● Requirement A
Name every kind of writing that, according to the text on grammar and Standard English, disobeys the rules of written Standard English to do with sentences.

● Text provided
*** Begin section ***

If we take these three ideas to do with behaviour across to 'language', we can see some analogies. 

With 1) - language goes on without us having terms to describe it (ie 2)). And language can happen whether the language going on is 3) 'standard' or not.  And in category 2), linguists argue about terms to describe grammar. So, one example: I was taught that the word 'my' in 'my brother' was a 'possessive pronoun'. Some grammarians say that 'my' in that example is not being used instead of a noun which is what pronouns do. So it should be called a 'determiner'.  I'm not taking sides on this. I'm merely pointing out that the words to describe 'my' might change, but we go on being grammatical and saying 'my brother' anyway. 


In an ideal world we would have three different words for these three quite different ways of talking about 'grammar'. Then, when discussion and argument break out about 'grammar' we could argue about the same things and not all three at the same time. 

The problem with not having three separate words often occurs precisely when we say that Standard English is 'good' or 'correct', of itself. That's because it immediately tells us that that any other way of writing is 'bad' or 'incorrect'. So, whereas it would be fairer to say, 'this is Standard English' and if you depart from this Standard, you are being 'incorrect according to this Standard', it's surely not right to say that 'all non-Standard forms of writing are bad and incorrect'. To take an obvious example, instructions, headlines, signs and advertisements disobey the rules of written Standard English to do with sentences. Yet, no one is going to give a Bad Grammar award to Transport for London for leaving off full stops at the ends of their instructions and signs in the London Underground. Most of us accept that there is a non-Standard written English for that kind of writing. Even the sign 'No Smoking' is 'wrong' or 'bad', as it is, in terms of Standard English, 'bad'. It is given to us as a complete instruction but it has no verb. There is no instruction, or command - which we usually take from a verb, as we do with 'Don't', or 'Get out'. We don't demand that the sign should read, 'Don't smoke'. We're fine with 'No Smoking'. 

How then should we describe, 'No Smoking'? As a Standard way of writing something that is Non-Standard? So we can be OK with it?

*** End section ***

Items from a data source
*** Begin section ***

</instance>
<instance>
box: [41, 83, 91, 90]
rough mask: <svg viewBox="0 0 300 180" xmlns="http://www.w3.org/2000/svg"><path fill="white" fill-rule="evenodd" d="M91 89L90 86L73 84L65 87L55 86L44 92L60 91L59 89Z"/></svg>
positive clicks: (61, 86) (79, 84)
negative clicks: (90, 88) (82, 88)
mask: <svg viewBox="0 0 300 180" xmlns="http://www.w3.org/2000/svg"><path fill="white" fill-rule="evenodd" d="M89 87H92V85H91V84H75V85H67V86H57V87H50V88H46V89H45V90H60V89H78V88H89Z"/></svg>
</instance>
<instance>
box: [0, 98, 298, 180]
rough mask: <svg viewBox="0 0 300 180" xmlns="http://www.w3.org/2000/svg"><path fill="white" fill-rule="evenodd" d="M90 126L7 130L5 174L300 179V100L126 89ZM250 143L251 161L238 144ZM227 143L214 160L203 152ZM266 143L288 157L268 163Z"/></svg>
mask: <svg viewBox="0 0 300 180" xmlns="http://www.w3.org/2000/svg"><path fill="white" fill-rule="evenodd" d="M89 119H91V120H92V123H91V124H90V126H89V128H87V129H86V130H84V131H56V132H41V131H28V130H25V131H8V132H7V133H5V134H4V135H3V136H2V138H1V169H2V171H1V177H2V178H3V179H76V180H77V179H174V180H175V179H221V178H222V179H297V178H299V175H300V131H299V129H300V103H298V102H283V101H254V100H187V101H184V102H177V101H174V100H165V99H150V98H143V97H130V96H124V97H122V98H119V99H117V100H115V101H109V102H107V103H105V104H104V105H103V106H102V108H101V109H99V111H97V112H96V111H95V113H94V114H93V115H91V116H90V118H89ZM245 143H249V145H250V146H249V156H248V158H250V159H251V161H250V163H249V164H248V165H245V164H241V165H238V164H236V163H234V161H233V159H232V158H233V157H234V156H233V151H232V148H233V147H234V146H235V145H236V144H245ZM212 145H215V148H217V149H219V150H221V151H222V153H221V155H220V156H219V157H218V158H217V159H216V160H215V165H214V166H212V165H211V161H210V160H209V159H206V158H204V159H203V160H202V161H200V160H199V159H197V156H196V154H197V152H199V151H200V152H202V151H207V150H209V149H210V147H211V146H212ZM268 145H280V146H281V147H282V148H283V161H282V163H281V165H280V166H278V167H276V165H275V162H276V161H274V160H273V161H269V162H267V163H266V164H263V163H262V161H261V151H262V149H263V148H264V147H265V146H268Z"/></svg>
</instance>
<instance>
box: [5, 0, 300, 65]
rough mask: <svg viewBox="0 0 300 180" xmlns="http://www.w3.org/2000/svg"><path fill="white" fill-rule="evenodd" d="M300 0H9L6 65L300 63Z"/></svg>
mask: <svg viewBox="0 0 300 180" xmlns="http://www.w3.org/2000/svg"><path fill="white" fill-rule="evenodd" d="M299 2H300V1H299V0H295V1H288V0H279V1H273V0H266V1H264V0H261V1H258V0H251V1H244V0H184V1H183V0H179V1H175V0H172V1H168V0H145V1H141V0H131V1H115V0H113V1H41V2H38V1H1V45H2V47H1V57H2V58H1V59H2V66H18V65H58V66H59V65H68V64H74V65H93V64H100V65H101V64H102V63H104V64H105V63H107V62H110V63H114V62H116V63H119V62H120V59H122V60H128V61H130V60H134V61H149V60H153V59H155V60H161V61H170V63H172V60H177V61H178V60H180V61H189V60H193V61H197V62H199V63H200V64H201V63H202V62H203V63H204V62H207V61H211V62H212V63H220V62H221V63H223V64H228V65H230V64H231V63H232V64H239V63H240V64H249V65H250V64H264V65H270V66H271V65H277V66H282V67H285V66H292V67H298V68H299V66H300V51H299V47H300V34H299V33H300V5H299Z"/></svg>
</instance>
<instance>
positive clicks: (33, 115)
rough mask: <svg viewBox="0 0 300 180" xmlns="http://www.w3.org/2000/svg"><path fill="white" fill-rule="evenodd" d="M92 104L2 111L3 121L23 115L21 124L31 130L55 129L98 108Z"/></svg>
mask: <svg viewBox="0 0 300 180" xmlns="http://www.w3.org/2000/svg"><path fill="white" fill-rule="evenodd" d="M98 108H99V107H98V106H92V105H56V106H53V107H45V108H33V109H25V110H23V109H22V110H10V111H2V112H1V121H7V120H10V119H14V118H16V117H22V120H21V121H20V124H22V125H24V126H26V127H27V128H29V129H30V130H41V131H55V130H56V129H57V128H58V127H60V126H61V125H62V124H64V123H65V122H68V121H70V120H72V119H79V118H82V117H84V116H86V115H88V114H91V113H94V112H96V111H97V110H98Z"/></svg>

*** End section ***

● Requirement B
Pick out each line of the listing that holds the string "clicks", matching case exactly, and copy those lines.

● Exercise result A
Instructions, headlines, signs and advertisements.

● Exercise result B
positive clicks: (61, 86) (79, 84)
negative clicks: (90, 88) (82, 88)
positive clicks: (33, 115)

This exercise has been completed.